Data in this exercise:
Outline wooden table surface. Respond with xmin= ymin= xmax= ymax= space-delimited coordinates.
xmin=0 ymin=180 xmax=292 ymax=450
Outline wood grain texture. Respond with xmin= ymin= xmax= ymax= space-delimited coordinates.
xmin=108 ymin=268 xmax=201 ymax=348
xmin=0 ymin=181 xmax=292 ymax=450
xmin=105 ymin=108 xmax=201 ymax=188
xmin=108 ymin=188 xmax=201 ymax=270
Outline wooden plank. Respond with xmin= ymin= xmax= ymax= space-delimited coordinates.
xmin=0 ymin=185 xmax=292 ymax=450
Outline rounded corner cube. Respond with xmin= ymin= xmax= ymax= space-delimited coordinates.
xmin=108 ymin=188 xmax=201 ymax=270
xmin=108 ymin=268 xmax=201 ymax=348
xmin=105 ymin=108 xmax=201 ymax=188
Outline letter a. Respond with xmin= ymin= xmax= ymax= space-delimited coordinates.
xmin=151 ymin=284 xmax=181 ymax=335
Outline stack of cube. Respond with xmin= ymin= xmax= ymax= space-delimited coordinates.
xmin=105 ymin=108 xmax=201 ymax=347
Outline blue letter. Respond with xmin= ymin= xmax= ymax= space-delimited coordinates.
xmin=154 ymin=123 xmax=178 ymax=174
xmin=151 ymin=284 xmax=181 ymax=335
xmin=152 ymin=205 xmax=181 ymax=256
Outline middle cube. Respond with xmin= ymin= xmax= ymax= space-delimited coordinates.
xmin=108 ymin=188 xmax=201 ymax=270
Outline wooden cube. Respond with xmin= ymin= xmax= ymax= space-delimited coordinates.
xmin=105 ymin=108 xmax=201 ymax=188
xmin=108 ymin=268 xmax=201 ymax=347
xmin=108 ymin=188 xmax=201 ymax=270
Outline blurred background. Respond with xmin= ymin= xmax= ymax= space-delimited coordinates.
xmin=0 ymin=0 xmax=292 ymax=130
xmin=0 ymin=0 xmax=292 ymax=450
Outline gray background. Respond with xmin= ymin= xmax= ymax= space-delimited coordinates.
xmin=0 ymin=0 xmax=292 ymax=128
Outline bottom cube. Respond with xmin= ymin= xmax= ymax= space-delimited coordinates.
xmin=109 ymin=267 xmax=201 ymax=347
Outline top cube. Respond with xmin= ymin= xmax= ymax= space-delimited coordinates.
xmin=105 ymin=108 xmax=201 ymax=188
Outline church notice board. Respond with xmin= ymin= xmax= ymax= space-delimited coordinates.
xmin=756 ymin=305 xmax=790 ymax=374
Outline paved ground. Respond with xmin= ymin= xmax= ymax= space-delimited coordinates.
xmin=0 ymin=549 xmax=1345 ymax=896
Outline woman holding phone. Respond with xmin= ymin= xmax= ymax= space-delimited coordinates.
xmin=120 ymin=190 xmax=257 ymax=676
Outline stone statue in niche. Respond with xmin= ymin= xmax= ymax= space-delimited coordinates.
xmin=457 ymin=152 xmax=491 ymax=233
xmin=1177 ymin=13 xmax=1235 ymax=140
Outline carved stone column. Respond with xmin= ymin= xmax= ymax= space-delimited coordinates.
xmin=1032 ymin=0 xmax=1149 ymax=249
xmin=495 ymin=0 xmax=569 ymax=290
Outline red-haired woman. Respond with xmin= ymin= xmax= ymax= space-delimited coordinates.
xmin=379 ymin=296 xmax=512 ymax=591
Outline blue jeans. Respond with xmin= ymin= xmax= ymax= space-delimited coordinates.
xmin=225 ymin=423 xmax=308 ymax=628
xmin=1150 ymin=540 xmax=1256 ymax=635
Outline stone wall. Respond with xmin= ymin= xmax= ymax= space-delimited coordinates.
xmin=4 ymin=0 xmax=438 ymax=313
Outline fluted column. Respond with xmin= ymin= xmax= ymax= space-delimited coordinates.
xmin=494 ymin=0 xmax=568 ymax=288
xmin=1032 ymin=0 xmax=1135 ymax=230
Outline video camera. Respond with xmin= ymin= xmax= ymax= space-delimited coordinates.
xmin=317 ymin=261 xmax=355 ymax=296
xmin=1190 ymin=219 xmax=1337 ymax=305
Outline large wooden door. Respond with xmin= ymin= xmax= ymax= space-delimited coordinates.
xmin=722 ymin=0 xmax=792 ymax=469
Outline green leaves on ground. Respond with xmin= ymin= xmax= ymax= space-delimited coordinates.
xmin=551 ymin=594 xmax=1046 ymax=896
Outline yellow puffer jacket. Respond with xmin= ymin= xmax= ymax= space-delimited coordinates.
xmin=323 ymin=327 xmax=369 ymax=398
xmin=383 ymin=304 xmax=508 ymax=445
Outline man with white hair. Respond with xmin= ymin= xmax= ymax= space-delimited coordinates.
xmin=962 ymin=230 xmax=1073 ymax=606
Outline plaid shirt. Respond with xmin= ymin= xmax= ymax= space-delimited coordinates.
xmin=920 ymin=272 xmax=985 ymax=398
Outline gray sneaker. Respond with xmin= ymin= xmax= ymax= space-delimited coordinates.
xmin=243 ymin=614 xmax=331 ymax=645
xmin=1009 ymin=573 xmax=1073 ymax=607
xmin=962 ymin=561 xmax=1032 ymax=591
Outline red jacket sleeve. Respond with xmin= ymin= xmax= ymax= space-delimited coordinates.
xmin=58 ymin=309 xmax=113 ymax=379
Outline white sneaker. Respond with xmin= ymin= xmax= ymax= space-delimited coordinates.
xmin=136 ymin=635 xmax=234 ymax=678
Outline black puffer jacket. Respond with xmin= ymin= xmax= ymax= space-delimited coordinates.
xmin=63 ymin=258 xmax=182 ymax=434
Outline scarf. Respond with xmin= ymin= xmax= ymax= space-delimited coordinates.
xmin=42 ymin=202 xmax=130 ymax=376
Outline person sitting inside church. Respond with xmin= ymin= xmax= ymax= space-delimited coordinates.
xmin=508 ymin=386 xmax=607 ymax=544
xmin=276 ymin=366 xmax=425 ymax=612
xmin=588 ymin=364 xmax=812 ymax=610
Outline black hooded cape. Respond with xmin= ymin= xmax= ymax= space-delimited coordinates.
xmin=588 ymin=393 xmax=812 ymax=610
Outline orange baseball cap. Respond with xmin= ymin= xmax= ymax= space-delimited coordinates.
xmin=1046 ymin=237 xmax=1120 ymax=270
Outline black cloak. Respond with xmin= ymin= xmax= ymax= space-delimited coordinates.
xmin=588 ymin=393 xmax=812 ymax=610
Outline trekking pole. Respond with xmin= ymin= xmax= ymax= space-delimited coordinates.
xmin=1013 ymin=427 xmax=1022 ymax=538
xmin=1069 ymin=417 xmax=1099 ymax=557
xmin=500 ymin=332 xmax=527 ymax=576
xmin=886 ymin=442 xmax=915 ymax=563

Work to be completed: Please copy all of the items above line for line, without changing a single character.

Answer to this problem:
Outline wooden table surface. Respond with xmin= ymin= xmax= ymax= space-delimited coordinates.
xmin=0 ymin=180 xmax=292 ymax=450
Outline wood grain texture. Respond with xmin= ymin= xmax= ymax= space-delimited coordinates.
xmin=108 ymin=268 xmax=201 ymax=348
xmin=0 ymin=181 xmax=292 ymax=450
xmin=105 ymin=108 xmax=201 ymax=188
xmin=108 ymin=188 xmax=201 ymax=270
Outline wooden plank. Respond with xmin= ymin= xmax= ymax= space-delimited coordinates.
xmin=0 ymin=185 xmax=292 ymax=450
Outline rounded corner cube. Respond with xmin= ymin= xmax= ymax= space-delimited coordinates.
xmin=108 ymin=188 xmax=201 ymax=270
xmin=108 ymin=268 xmax=201 ymax=348
xmin=105 ymin=108 xmax=201 ymax=188
Outline letter a. Respond with xmin= ymin= xmax= ymax= space-delimited coordinates.
xmin=151 ymin=284 xmax=181 ymax=335
Outline stack of cube. Respond with xmin= ymin= xmax= ymax= space-delimited coordinates.
xmin=105 ymin=108 xmax=201 ymax=347
Outline blue letter. Respond with xmin= ymin= xmax= ymax= space-delimited coordinates.
xmin=154 ymin=123 xmax=178 ymax=174
xmin=151 ymin=284 xmax=181 ymax=335
xmin=152 ymin=205 xmax=181 ymax=256
Outline middle cube. Respond with xmin= ymin= xmax= ymax= space-delimited coordinates.
xmin=108 ymin=188 xmax=201 ymax=270
Outline wooden cube. Respond with xmin= ymin= xmax= ymax= space-delimited coordinates.
xmin=105 ymin=108 xmax=201 ymax=188
xmin=108 ymin=268 xmax=201 ymax=347
xmin=108 ymin=188 xmax=201 ymax=270
Outline blurred background. Respond with xmin= ymin= xmax= ymax= space-delimited coordinates.
xmin=0 ymin=0 xmax=292 ymax=130
xmin=0 ymin=0 xmax=292 ymax=450
Outline gray background. Respond with xmin= ymin= xmax= ymax= space-delimited coordinates.
xmin=0 ymin=0 xmax=292 ymax=128
Outline bottom cube. Respond with xmin= ymin= xmax= ymax= space-delimited coordinates.
xmin=109 ymin=267 xmax=201 ymax=347
Outline top cube. Respond with xmin= ymin= xmax= ymax= space-delimited coordinates.
xmin=105 ymin=108 xmax=201 ymax=188
Outline church notice board. Respond with xmin= ymin= xmax= ymax= space-delimited coordinates.
xmin=756 ymin=305 xmax=790 ymax=374
Outline paved ground. Respond with xmin= ymin= xmax= ymax= space-delimited coordinates.
xmin=0 ymin=549 xmax=1345 ymax=896
Outline woman holding phone. Respond with xmin= ymin= xmax= ymax= space-delimited coordinates.
xmin=120 ymin=190 xmax=257 ymax=676
Outline stone statue in niche. Respond with xmin= ymin= xmax= ymax= space-delimited coordinates.
xmin=457 ymin=152 xmax=491 ymax=233
xmin=1177 ymin=13 xmax=1235 ymax=140
Outline carved stone column. Respond with xmin= ymin= xmax= ymax= space-delimited coordinates.
xmin=1032 ymin=0 xmax=1149 ymax=249
xmin=495 ymin=0 xmax=569 ymax=290
Outline red-haired woman. Respond with xmin= ymin= xmax= ymax= space-delimited coordinates.
xmin=379 ymin=296 xmax=512 ymax=591
Outline blue jeans. Respond with xmin= ymin= xmax= ymax= space-delimited coordinates.
xmin=225 ymin=423 xmax=308 ymax=628
xmin=1150 ymin=540 xmax=1256 ymax=635
Outline stone wall. Respond with xmin= ymin= xmax= ymax= space-delimited coordinates.
xmin=4 ymin=0 xmax=438 ymax=313
Outline fluted column. Respond with xmin= ymin= xmax= ymax= space-delimited coordinates.
xmin=494 ymin=0 xmax=568 ymax=288
xmin=1032 ymin=0 xmax=1135 ymax=230
Outline video camera. Respond with xmin= ymin= xmax= ymax= space-delimited coordinates.
xmin=317 ymin=261 xmax=355 ymax=296
xmin=1190 ymin=219 xmax=1337 ymax=305
Outline large wooden door. Respond with xmin= ymin= xmax= ymax= space-delimited coordinates.
xmin=722 ymin=0 xmax=792 ymax=469
Outline green leaves on ground. Respond with xmin= ymin= xmax= ymax= space-delimited coordinates.
xmin=551 ymin=594 xmax=1046 ymax=896
Outline yellow puffer jacket. Respond with xmin= ymin= xmax= ymax= space-delimited coordinates.
xmin=323 ymin=327 xmax=369 ymax=398
xmin=383 ymin=304 xmax=508 ymax=445
Outline man with white hair. Respond with xmin= ymin= xmax= ymax= space-delimited coordinates.
xmin=962 ymin=230 xmax=1073 ymax=606
Outline plaid shirt. Respond with xmin= ymin= xmax= ymax= space-delimited coordinates.
xmin=920 ymin=272 xmax=985 ymax=398
Outline gray sneaker. Respond with xmin= ymin= xmax= ymax= space-delimited coordinates.
xmin=243 ymin=614 xmax=331 ymax=645
xmin=1009 ymin=573 xmax=1073 ymax=607
xmin=962 ymin=561 xmax=1032 ymax=591
Outline red jacket sleeve. Respond with xmin= ymin= xmax= ymax= space-delimited coordinates.
xmin=58 ymin=309 xmax=113 ymax=379
Outline white sneaker. Respond with xmin= ymin= xmax= ymax= space-delimited coordinates.
xmin=136 ymin=635 xmax=234 ymax=678
Outline black puffer jacket. Respond with xmin= ymin= xmax= ymax= space-delimited coordinates.
xmin=63 ymin=258 xmax=182 ymax=434
Outline scarf. Respond with xmin= ymin= xmax= ymax= space-delimited coordinates.
xmin=42 ymin=202 xmax=130 ymax=376
Outline person sitting inside church. Respond with xmin= ymin= xmax= ymax= space-delimited coordinates.
xmin=508 ymin=386 xmax=607 ymax=544
xmin=276 ymin=366 xmax=425 ymax=612
xmin=588 ymin=364 xmax=812 ymax=610
Outline black hooded cape. Respond with xmin= ymin= xmax= ymax= space-delimited coordinates.
xmin=588 ymin=393 xmax=812 ymax=610
Outline orange baseball cap. Respond with xmin= ymin= xmax= ymax= space-delimited coordinates.
xmin=1046 ymin=237 xmax=1120 ymax=270
Outline black cloak. Respond with xmin= ymin= xmax= ymax= space-delimited coordinates.
xmin=588 ymin=393 xmax=812 ymax=610
Outline trekking pole. Respond with xmin= ymin= xmax= ymax= space-delimited coordinates.
xmin=1013 ymin=427 xmax=1022 ymax=538
xmin=1069 ymin=417 xmax=1099 ymax=557
xmin=500 ymin=332 xmax=527 ymax=576
xmin=886 ymin=442 xmax=915 ymax=563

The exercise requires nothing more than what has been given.